* **Arbeitsauftrag**: Prüfen Sie, ob die Aussagen 1., 2. und 3. mit dem Lesetext übereinstimmen, und antworten Sie jeweils mit Ja oder Nein samt den ausschlaggebenden Worten des Textes als wörtlichem Zitat. 1. Die nigerianische Tochter von Shell akzeptierte die Zahlung in London. 2. Shell räumte die Schuld an den Öl-Lecks ein. 3. Nigeria fördert täglich 2,5 Millionen Barrel Erdöl.

=== Lesetext ===

Der Konzern entschädigt Gemeinden im Niger-Delta mit 95 Millionen Euro.


Shell muss nun doch für Umweltschäden im Niger-Delta in Nigeria Schadenersatz in Millionenhöhe an die betroffenen Gemeinden zahlen. Die nigerianische Tochter des britisch-niederländischen Unternehmens Royal Dutch Shell, SPDC, hat am Mittwoch in London eine Strafzahlung in Höhe von knapp 95 Millionen Euro akzeptiert. Der Einigung war ein Jahrzehnte langer Rechtsstreit rund um Öl-Lecks im Niger-Delta vorhergegangen, die in den 1970er-Jahren entstanden. Shell hatte stets jede Schuld von sich gewiesen und Sabotage für die Lecks verantwortlich gemacht.

Das Unternehmen war schon im Jahr 2010 wegen der Ölverschmutzung im Niger-Delta verurteilt worden und hat das Urteil immer wieder ohne Erfolg angefochten. Am Mittwoch einigte man sich schließlich mit den Klägern.

Bereits 2008 hatten Bauern und Dörfer aus dem Niger-Delta wegen der entstandenen Umweltschäden geklagt. Jetzt, 13 Jahre später bekamen sie recht und sollen mit 95 Millionen Euro entschädigt werden. Nigeria ist Afrikas größter Ölproduzent und fördert täglich 1,8 Millionen Barrel Erdöl. Das Öl ist für mehr als die Hälfte der Staatseinnahmen verantwortlich und der wichtigste Devisenbringer des Landes. Gleichzeitig ist die Ölförderung aber auch für Umweltschäden in der Region verantwortlich und gefährdet die Landwirtschaft und Fischerei. Der überwiegende Teil der Bevölkerung lebt in Armut und ist auf Landwirtschaft angewiesen.

=== Datenteil ===

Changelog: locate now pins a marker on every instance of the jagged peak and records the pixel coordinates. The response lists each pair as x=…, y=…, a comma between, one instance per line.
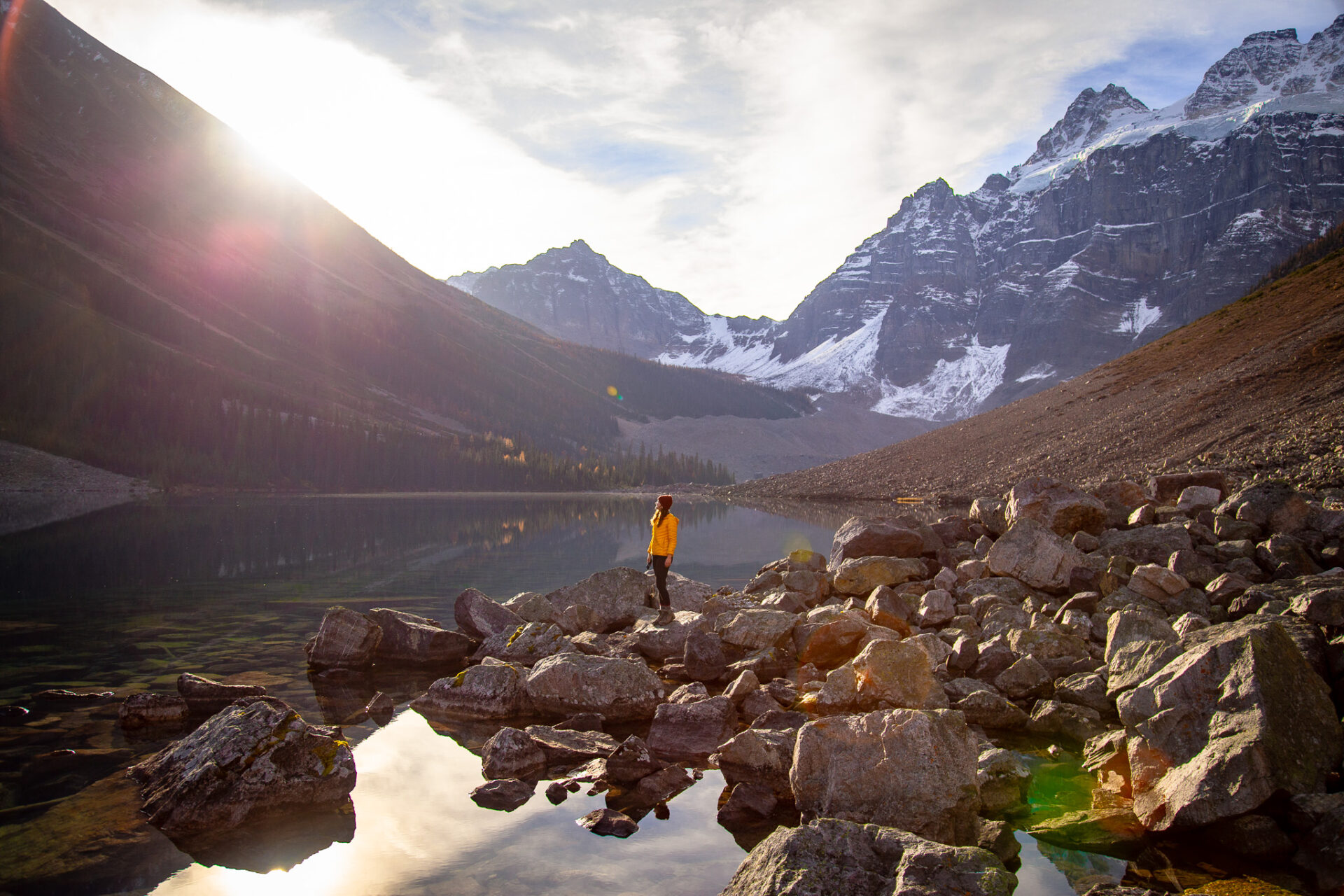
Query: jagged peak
x=1086, y=118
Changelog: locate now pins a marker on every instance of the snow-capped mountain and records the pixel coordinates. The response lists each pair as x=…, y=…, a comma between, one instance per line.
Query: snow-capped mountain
x=575, y=295
x=1124, y=223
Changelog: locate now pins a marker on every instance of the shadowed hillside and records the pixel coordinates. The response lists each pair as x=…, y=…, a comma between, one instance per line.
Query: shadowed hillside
x=172, y=307
x=1254, y=387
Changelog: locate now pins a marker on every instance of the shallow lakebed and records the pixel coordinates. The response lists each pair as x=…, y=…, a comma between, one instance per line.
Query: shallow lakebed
x=128, y=598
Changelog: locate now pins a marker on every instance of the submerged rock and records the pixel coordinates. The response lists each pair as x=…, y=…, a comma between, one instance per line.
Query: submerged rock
x=409, y=638
x=346, y=640
x=570, y=682
x=244, y=764
x=835, y=858
x=489, y=691
x=907, y=769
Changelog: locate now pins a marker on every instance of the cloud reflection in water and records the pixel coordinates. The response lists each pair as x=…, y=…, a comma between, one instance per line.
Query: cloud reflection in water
x=420, y=833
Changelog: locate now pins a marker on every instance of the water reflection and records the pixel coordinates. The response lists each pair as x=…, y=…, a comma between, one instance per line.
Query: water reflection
x=420, y=833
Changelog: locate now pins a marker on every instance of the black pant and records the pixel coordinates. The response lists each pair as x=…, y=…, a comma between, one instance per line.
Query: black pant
x=660, y=580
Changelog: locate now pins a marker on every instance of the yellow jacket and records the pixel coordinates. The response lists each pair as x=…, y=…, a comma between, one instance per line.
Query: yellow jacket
x=663, y=543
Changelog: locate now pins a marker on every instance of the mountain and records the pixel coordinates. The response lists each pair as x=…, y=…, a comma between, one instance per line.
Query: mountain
x=1123, y=225
x=172, y=307
x=1256, y=387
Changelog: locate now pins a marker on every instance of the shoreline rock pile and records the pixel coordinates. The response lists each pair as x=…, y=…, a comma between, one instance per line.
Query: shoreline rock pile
x=1183, y=636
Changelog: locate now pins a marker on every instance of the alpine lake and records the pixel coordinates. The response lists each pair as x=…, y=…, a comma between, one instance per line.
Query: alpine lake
x=128, y=598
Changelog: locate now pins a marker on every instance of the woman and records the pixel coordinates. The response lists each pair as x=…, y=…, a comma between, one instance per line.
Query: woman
x=662, y=547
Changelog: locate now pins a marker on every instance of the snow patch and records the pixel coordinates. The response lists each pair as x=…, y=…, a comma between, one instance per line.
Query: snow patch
x=1138, y=317
x=953, y=390
x=1038, y=372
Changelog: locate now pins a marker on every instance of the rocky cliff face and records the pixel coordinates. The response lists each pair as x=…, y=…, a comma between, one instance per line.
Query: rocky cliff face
x=1124, y=223
x=575, y=295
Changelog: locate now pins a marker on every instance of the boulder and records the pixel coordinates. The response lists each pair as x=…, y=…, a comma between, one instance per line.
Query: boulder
x=1237, y=718
x=832, y=643
x=1057, y=505
x=512, y=754
x=909, y=769
x=760, y=755
x=704, y=656
x=894, y=675
x=1147, y=543
x=631, y=762
x=1032, y=554
x=1085, y=690
x=571, y=682
x=860, y=575
x=1004, y=780
x=608, y=822
x=691, y=731
x=937, y=608
x=151, y=710
x=409, y=638
x=991, y=710
x=613, y=597
x=242, y=766
x=891, y=610
x=531, y=606
x=489, y=691
x=866, y=538
x=1275, y=507
x=479, y=617
x=835, y=858
x=206, y=697
x=1073, y=722
x=756, y=629
x=527, y=644
x=346, y=640
x=505, y=794
x=1025, y=679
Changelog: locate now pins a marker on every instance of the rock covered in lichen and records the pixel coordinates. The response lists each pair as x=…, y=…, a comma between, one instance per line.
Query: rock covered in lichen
x=245, y=764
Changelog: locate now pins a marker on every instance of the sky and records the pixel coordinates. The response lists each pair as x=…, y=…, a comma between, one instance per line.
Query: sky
x=734, y=150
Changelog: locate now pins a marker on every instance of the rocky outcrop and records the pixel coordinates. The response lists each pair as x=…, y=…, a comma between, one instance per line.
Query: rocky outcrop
x=834, y=858
x=242, y=766
x=899, y=767
x=571, y=682
x=1237, y=718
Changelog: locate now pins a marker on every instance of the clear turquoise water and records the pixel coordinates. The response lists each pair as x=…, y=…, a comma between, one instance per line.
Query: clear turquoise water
x=131, y=597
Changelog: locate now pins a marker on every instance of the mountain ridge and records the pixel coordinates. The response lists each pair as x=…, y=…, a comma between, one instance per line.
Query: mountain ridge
x=1124, y=223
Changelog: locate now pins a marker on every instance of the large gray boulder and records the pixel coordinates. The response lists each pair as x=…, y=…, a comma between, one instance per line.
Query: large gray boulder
x=1057, y=505
x=834, y=858
x=479, y=617
x=691, y=731
x=571, y=682
x=527, y=644
x=245, y=764
x=1147, y=543
x=344, y=640
x=859, y=577
x=409, y=638
x=616, y=597
x=1237, y=718
x=489, y=691
x=881, y=536
x=1032, y=554
x=760, y=755
x=907, y=769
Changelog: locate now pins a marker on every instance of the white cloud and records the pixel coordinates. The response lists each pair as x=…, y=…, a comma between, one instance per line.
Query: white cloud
x=733, y=149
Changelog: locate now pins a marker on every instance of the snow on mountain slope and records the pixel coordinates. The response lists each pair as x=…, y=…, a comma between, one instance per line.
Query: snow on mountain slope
x=1123, y=225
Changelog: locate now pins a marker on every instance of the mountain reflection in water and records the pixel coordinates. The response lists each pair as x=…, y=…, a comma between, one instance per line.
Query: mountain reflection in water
x=420, y=833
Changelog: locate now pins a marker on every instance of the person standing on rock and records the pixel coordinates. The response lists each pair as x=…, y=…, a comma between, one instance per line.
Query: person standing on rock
x=662, y=547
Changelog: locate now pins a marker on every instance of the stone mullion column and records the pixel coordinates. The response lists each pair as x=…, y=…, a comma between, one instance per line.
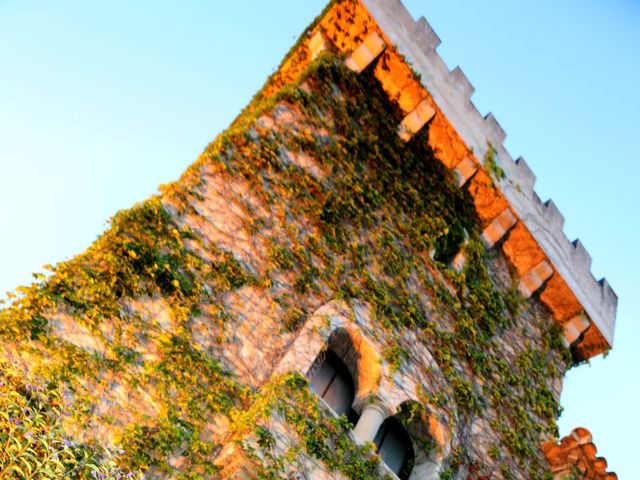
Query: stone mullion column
x=372, y=416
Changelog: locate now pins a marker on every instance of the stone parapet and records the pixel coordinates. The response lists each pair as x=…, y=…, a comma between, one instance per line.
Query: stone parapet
x=452, y=92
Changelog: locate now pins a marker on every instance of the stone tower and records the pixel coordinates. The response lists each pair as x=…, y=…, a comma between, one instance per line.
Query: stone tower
x=355, y=280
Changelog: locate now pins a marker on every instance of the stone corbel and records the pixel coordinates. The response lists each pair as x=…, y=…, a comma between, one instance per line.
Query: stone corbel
x=366, y=53
x=465, y=170
x=498, y=228
x=534, y=278
x=317, y=45
x=574, y=328
x=412, y=123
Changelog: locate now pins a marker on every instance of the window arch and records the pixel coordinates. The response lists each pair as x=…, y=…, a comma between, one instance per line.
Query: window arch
x=335, y=374
x=330, y=380
x=395, y=447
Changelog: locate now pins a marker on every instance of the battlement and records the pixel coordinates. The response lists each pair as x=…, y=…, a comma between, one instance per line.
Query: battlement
x=576, y=453
x=452, y=92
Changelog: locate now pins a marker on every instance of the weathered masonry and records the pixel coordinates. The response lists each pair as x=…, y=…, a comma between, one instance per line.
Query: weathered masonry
x=355, y=280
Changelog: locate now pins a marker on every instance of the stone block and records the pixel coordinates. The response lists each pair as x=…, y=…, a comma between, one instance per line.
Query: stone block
x=413, y=122
x=366, y=53
x=534, y=278
x=574, y=328
x=465, y=170
x=498, y=228
x=317, y=45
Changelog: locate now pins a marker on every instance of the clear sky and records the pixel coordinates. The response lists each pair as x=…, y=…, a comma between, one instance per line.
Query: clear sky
x=101, y=102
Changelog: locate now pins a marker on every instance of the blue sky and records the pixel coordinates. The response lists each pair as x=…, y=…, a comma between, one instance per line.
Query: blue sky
x=101, y=102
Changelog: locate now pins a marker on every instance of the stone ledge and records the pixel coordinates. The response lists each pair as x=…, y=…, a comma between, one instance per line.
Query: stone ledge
x=576, y=452
x=452, y=92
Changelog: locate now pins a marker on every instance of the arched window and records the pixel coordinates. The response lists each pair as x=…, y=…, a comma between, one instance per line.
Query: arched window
x=330, y=380
x=395, y=447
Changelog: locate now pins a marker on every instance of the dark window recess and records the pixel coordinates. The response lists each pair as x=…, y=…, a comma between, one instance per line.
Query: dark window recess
x=395, y=447
x=332, y=382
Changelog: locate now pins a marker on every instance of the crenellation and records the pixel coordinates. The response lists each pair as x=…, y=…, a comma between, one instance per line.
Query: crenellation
x=553, y=217
x=494, y=132
x=463, y=83
x=581, y=257
x=524, y=177
x=426, y=36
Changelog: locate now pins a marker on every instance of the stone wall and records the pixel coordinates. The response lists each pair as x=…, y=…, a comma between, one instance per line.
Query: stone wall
x=184, y=334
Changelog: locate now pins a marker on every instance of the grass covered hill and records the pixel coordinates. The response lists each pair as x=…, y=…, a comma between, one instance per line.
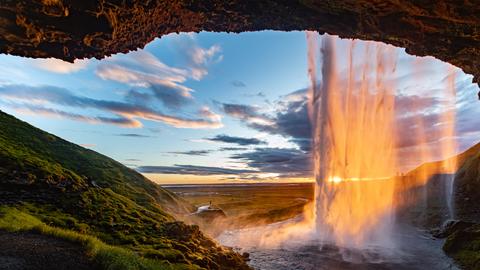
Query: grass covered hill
x=71, y=188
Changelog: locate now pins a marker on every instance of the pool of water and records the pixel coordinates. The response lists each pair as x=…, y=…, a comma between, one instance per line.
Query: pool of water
x=414, y=249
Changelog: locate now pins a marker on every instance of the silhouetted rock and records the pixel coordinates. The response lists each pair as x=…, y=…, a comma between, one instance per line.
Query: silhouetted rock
x=448, y=30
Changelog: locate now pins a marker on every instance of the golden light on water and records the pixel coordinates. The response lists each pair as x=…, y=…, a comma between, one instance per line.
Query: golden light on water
x=356, y=150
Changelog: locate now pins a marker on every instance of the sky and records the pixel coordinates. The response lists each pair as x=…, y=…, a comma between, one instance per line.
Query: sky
x=208, y=107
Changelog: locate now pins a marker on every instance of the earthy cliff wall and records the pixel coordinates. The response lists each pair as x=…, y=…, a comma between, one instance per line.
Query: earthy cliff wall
x=69, y=29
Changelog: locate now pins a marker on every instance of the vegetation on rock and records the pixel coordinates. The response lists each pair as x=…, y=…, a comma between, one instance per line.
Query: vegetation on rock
x=66, y=186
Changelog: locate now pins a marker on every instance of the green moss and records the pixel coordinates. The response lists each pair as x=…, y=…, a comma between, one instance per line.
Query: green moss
x=103, y=255
x=76, y=190
x=464, y=247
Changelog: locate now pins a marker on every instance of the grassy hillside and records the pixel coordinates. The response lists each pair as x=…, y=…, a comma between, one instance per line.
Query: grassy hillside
x=67, y=186
x=463, y=244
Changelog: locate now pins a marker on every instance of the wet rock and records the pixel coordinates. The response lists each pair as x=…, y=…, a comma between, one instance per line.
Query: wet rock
x=450, y=227
x=463, y=245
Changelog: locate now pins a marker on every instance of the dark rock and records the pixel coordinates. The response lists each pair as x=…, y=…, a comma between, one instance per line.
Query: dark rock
x=463, y=245
x=448, y=30
x=450, y=227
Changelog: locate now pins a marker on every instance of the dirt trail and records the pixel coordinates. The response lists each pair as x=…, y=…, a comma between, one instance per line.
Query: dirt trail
x=28, y=251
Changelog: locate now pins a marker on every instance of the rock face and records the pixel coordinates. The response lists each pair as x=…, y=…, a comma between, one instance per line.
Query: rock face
x=69, y=29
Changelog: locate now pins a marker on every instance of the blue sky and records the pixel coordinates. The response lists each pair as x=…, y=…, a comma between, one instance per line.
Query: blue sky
x=199, y=107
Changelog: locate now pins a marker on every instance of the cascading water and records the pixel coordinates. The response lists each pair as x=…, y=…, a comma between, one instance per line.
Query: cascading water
x=355, y=149
x=353, y=122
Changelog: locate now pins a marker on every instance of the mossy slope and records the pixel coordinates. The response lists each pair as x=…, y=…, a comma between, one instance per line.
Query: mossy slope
x=70, y=187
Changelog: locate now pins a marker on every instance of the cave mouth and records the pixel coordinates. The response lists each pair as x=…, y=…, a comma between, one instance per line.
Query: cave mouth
x=140, y=69
x=446, y=30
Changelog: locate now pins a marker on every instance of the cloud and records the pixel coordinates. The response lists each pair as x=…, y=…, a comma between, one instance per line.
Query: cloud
x=284, y=161
x=126, y=114
x=59, y=66
x=193, y=170
x=233, y=149
x=132, y=159
x=197, y=58
x=37, y=110
x=201, y=58
x=193, y=152
x=133, y=135
x=142, y=69
x=288, y=119
x=235, y=140
x=237, y=83
x=247, y=113
x=87, y=145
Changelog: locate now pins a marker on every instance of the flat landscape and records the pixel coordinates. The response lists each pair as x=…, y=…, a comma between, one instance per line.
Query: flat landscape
x=247, y=205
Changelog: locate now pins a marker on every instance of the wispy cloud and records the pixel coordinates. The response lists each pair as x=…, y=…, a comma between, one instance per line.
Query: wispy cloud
x=133, y=135
x=34, y=99
x=235, y=140
x=238, y=83
x=193, y=152
x=283, y=161
x=192, y=170
x=58, y=66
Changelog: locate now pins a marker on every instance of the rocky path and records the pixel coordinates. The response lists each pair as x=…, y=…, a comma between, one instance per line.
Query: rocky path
x=28, y=251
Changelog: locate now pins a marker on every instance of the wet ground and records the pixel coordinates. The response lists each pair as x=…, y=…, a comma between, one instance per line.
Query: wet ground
x=414, y=250
x=31, y=251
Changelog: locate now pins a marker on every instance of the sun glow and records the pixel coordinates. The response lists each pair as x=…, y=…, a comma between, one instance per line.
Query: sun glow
x=355, y=145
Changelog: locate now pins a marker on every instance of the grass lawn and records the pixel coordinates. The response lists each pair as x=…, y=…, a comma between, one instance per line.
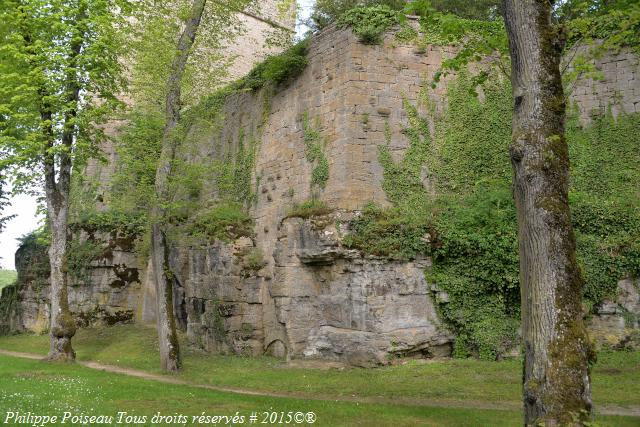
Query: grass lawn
x=52, y=389
x=615, y=381
x=7, y=277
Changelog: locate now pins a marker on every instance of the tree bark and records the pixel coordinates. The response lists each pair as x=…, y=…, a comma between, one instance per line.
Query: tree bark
x=63, y=326
x=167, y=335
x=557, y=351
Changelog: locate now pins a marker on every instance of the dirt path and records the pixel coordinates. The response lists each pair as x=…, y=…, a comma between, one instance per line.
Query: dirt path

===

* **Lösung der Aufgabe**:
1. Ja: „hat am Mittwoch in London eine Strafzahlung in Höhe von knapp 95 Millionen Euro akzeptiert“
2. Nein: „Shell hatte stets jede Schuld von sich gewiesen und Sabotage für die Lecks verantwortlich gemacht.“
3. Nein: „fördert täglich 1,8 Millionen Barrel Erdöl“